- Written tasks:
(a) In the FutureGrid periodogram project summary, roughly how many hosts were used, and across how many sites?
(b) List every section heading in the FutureGrid periodogram project summary, not counting the title line.
(c) Go on with the FutureGrid periodogram project summary from its last line.

- Provided passage:
Periodogram Workflow Running on FutureGrid Using Pegasus

Abstract

Periodogram Workflow Running on FutureGrid Using Pegasus

Intellectual Merit

Sky Computing Using Pegasus

Broader Impact

Shows FG as a Grid/Cloud testbed can deal with large scale workflow execution using Pegasus; Proof of concept that FG can deal with sky computing across sites boundary.

Use of FutureGrid

large scale workflow execution

Scale Of Use

around 150 hosts across 4 FG sites; about 800 tasks; overall several weeks worth of computations, but only a day of resource occupation for each run.

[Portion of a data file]
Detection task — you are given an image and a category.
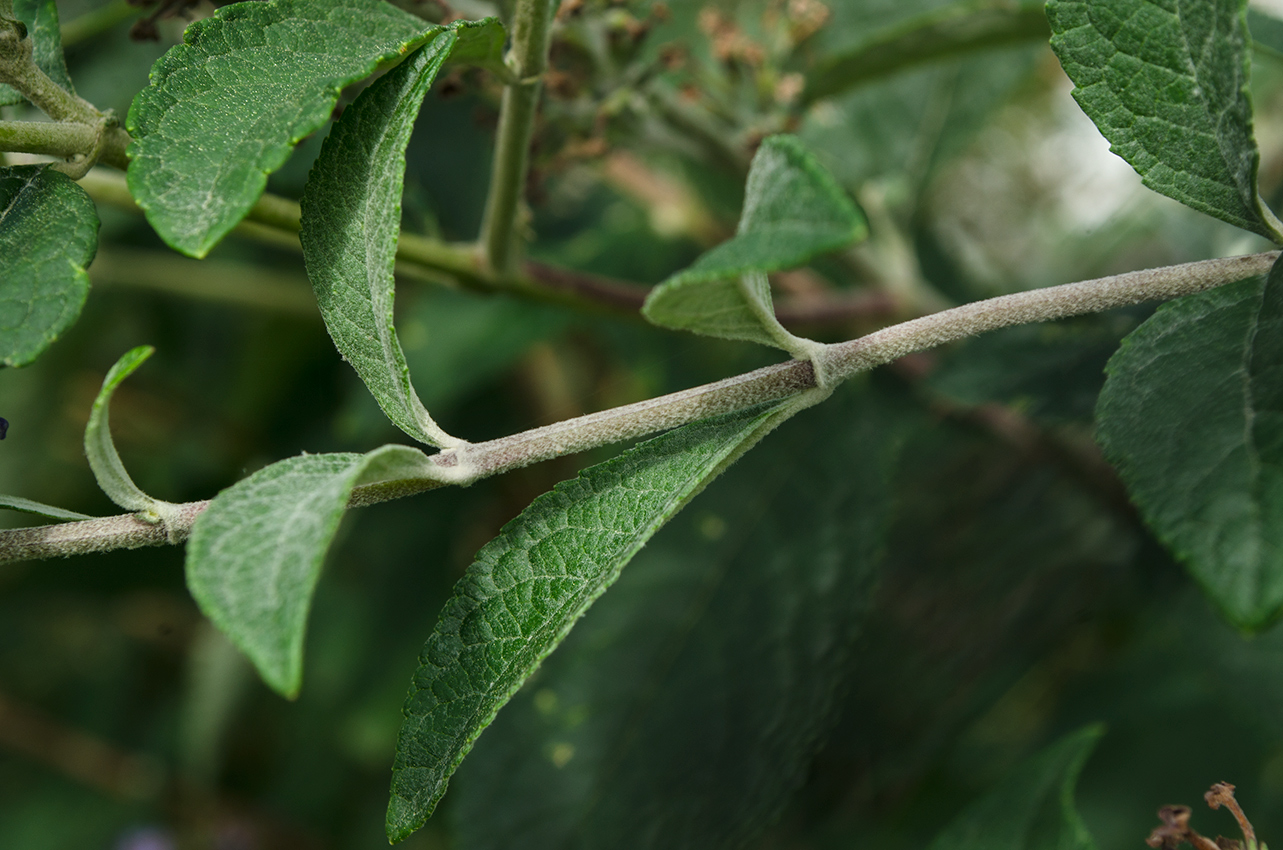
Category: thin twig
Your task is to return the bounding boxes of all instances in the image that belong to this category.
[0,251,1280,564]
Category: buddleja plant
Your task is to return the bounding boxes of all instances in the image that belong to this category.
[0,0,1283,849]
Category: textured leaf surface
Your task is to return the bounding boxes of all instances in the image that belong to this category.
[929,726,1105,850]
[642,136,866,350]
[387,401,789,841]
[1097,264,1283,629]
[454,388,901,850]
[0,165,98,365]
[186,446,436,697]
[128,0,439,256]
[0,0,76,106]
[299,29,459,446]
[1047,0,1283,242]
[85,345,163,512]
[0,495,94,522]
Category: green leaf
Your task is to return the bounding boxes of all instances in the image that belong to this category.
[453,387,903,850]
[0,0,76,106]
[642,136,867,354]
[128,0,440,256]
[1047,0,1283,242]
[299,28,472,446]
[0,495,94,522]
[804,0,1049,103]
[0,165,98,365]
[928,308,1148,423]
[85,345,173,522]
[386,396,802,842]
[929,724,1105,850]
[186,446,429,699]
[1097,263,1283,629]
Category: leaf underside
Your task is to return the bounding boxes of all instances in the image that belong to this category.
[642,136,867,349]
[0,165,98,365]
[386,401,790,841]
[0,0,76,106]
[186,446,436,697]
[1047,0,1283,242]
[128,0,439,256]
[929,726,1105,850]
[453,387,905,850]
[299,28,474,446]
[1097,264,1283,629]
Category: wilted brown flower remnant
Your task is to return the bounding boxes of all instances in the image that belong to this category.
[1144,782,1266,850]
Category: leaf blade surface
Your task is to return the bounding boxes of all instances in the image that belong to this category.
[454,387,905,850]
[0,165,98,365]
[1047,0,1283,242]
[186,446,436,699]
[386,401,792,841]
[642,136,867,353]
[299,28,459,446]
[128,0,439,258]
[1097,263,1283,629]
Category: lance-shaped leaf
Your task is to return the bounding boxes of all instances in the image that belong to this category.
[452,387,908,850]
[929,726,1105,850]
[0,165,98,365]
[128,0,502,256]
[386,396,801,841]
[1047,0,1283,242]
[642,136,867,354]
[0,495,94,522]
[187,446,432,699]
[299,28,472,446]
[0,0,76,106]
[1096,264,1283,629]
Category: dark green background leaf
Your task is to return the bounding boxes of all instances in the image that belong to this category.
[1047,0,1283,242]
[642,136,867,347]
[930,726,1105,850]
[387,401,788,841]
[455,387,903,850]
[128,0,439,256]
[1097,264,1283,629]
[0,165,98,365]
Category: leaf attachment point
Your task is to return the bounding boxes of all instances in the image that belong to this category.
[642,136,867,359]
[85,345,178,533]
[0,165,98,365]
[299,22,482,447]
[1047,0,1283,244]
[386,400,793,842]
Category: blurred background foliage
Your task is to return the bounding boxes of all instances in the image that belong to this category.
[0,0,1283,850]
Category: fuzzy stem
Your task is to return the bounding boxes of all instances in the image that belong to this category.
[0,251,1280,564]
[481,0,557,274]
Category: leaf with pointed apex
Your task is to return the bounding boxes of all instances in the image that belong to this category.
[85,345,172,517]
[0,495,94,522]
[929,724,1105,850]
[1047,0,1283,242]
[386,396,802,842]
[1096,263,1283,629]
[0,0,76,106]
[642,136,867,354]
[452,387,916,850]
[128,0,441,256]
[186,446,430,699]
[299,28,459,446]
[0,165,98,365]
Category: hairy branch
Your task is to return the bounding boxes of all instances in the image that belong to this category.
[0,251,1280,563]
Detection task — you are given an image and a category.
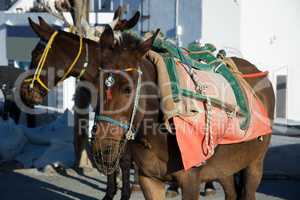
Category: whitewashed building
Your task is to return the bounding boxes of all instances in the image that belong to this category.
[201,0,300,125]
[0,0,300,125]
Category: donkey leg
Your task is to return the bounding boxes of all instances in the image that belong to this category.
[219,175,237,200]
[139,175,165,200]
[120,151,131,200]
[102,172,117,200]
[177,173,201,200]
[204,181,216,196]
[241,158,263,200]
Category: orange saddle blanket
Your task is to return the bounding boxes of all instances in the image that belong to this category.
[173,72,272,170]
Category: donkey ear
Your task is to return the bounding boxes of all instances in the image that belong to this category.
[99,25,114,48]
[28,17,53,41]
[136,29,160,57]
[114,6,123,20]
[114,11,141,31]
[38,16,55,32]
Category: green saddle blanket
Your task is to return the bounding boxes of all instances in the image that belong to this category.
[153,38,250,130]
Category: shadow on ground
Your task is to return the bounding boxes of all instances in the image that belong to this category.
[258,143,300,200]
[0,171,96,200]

- Set of answers:
(a) Around 150 hosts across 4 FutureGrid sites.

(b) Abstract, Intellectual Merit, Broader Impact, Use of FutureGrid, Scale Of Use

(c)
Publications


Results

Pegasus Does Sky Computing

Jens-S. Vöckler

USC-ISI

Gideon Juve

USC-ISI

Bruce Berriman

IPAC-CalTech

Ewa Deelman

USC-ISI

Mats Rynge

USC-ISI

A FutureGrid Success Story

The Periodogram workflow searches for extra-solar planets, either by “wobbles” in the radial velocity of a star, or dips in the star’s intensity. In either case, the workflow searches for repeating variations over time in the input “periodogram” data, a sub-set of the light curves released by the Kepler project. The workflow in this scenario only executed the “plav-chan”[1] algorithm, which is the computationally most intense. A full search needs to execute all three algorithms.


Figure 1: Workflow processing first release with one algorithm.

Figure 1 shows the complete workflow of 1,599 Condor jobs and 33,082 computational tasks, computing every periodogram twice.[2] The top (root) node in the workflow graph is an ancillary job, creating the necessary directory to receive the computational output.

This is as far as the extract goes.